O QUE FAZER
Disponha em lista numerada o trecho que vai da linha que contém "of the balcony" até o final dos registros, com ambas as extremidades incluídas e sem as linhas em branco.

[Trechos de um conjunto de dados de anotação de localização]
□ □ □
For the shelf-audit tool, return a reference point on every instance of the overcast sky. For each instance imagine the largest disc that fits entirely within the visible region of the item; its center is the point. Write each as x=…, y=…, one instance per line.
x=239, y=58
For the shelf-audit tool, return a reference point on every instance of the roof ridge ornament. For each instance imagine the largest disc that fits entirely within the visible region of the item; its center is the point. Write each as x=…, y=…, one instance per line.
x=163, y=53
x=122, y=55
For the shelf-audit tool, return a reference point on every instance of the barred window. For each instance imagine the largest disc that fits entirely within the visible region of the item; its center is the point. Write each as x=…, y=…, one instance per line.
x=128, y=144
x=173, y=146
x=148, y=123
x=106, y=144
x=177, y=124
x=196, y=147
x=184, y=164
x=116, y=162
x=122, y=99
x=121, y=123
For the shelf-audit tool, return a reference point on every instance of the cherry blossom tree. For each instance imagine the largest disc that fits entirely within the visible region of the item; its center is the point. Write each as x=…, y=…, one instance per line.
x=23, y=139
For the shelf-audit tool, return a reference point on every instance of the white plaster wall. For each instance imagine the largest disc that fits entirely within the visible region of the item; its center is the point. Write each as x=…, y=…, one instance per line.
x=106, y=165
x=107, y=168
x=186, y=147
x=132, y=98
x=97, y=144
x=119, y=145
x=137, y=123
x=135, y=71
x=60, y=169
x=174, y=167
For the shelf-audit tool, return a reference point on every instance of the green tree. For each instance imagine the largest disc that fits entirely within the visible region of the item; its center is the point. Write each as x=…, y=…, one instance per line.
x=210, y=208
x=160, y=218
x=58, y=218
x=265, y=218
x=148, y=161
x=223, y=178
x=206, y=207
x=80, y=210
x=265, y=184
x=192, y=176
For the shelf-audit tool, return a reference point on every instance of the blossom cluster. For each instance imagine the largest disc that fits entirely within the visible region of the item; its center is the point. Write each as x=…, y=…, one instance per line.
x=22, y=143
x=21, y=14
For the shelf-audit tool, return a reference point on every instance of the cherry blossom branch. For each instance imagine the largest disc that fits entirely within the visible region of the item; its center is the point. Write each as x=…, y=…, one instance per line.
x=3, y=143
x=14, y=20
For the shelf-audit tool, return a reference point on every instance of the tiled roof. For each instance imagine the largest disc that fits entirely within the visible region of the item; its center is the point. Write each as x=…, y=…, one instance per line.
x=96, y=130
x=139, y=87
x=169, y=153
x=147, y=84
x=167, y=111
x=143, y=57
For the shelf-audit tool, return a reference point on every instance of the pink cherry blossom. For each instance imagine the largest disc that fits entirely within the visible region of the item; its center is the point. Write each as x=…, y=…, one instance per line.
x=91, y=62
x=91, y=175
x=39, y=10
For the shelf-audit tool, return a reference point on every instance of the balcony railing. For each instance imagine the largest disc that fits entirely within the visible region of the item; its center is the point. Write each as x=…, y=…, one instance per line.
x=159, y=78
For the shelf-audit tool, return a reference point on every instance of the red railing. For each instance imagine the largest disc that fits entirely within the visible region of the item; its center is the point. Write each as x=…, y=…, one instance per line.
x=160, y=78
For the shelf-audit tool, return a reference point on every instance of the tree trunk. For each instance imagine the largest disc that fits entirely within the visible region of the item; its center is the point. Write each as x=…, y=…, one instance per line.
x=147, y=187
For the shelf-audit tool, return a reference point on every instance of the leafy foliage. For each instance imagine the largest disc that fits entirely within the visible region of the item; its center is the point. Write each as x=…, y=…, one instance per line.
□ □ □
SOLUÇÃO DO PROBLEMA
1. For the shelf-audit tool, return a reference point on every instance of the balcony railing. For each instance imagine the largest disc that fits entirely within the visible region of the item; its center is the point. Write each as x=…, y=…, one instance per line.
2. x=159, y=78
3. For the shelf-audit tool, return a reference point on every instance of the red railing. For each instance imagine the largest disc that fits entirely within the visible region of the item; its center is the point. Write each as x=…, y=…, one instance per line.
4. x=160, y=78
5. For the shelf-audit tool, return a reference point on every instance of the tree trunk. For each instance imagine the largest disc that fits entirely within the visible region of the item; its center is the point. Write each as x=…, y=…, one instance per line.
6. x=147, y=187
7. For the shelf-audit tool, return a reference point on every instance of the leafy foliage. For each instance imagine the largest disc that fits entirely within the visible region of the item; its center is the point. Write each as x=…, y=…, one instance per line.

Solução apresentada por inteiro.